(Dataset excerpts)

_ _ _

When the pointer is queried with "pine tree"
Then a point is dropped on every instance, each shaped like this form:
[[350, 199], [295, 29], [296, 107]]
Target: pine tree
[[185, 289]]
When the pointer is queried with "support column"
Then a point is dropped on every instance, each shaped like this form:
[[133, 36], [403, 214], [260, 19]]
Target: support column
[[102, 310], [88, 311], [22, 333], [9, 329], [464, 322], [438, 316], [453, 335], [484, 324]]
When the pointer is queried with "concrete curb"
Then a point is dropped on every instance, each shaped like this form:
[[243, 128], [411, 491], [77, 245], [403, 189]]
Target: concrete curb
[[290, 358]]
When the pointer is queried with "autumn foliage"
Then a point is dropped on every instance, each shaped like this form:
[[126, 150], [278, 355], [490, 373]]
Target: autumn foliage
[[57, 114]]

_ _ _

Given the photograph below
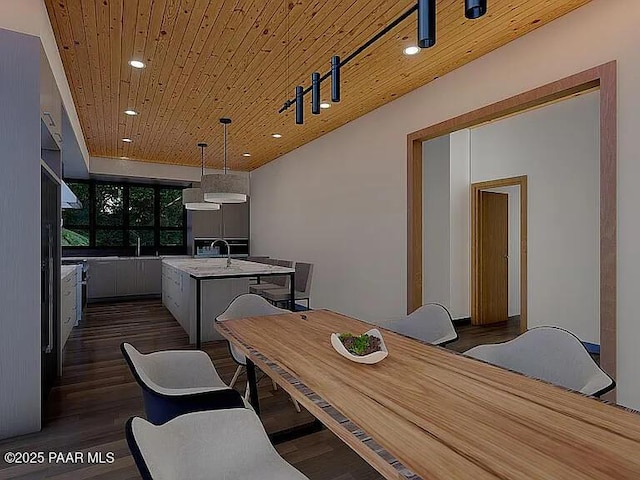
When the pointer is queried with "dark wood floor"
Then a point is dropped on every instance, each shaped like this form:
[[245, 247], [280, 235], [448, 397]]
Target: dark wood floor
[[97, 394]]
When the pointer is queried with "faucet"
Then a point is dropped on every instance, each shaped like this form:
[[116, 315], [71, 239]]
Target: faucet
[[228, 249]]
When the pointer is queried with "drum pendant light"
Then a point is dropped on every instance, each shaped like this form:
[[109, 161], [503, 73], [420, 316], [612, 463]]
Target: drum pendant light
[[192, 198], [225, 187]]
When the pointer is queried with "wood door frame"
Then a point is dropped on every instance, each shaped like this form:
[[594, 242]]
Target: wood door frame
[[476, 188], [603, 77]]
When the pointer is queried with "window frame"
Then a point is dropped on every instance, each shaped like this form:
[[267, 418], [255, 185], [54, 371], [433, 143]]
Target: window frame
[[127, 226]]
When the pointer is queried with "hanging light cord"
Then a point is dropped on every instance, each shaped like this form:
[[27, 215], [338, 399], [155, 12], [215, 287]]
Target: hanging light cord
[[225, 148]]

_ _ _

A single integer is the expected output: the number of lines in the data that include the word "pointer".

10